## Selected excerpt

((

Hi Folks,
I'm pretty new to VBA but confident this is the right place to find some help...
I'm trying extract the list of all distinct words from a worksheet, followed by the number of occurrences the same word is found in the complete source sheet.
Only words having more than 3 characters should be considered and punctuation ignored.
Si basically, this is an example of the source and expected result
Source:
| A |
1|Humpty Dumpty sat on a wall
2|Humpty had a great fall
3|Humpty Dumpty again
Expected Result:
| A | B |
1|HUMPTY | 3 |
2|DUMPTY | 2 |
3|WALL | 1 |
4|GREAT | 1 |
5|FALL | 1 |
6|AGAIN | 1 |
I got it that far my macro generates the list of words but am struggling to:
a - list *distinct* words
b - count the number of occurrences
Actual VBA code
Sub MakeWordList()

))

## Goal 1
Arrange the listing lines as a JSON list of strings, one per line, with blank lines omitted, starting at the line containing "Mark the red no parking symbol with a point." and ending at the end of the listing.
## Goal 2
Pick up the post about counting distinct words with VBA after its last line.
The word-count post and the listing are unrelated to each other.

## Data provided
((

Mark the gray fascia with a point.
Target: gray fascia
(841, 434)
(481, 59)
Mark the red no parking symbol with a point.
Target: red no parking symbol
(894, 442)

))

## Task result 1
[
  "Mark the red no parking symbol with a point.",
  "Target: red no parking symbol",
  "(894, 442)"
]

## Task result 2
Dim InputSheet As Worksheet
Dim WordListSheet As Worksheet
Dim PuncChars As Variant, x As Variant
Dim i As Long, r As Long
Dim txt As String
Dim wordCnt As Long
Dim MinLen As Long
Dim AllWords As Range
Dim PC As PivotCache
Dim PT As PivotTable
Application.ScreenUpdating = False
Set InputSheet = ActiveSheet
Set WordListSheet = Worksheets.Add(after:=Worksheets(Sheets.Count))
WordListSheet.Range("A1") = "All Words"
WordListSheet.Range("A1").Font.Bold = True
InputSheet.Activate
wordCnt = 2
MinLen = 3
PuncChars = Array(".", ",", ";", ":", "'", "!", "#", _
"$", "%", "&", "(", ")", " - ", "_", "--", "+", _
"=", "~", "/", "", "{", "}", "[", "]", """", "?", "*")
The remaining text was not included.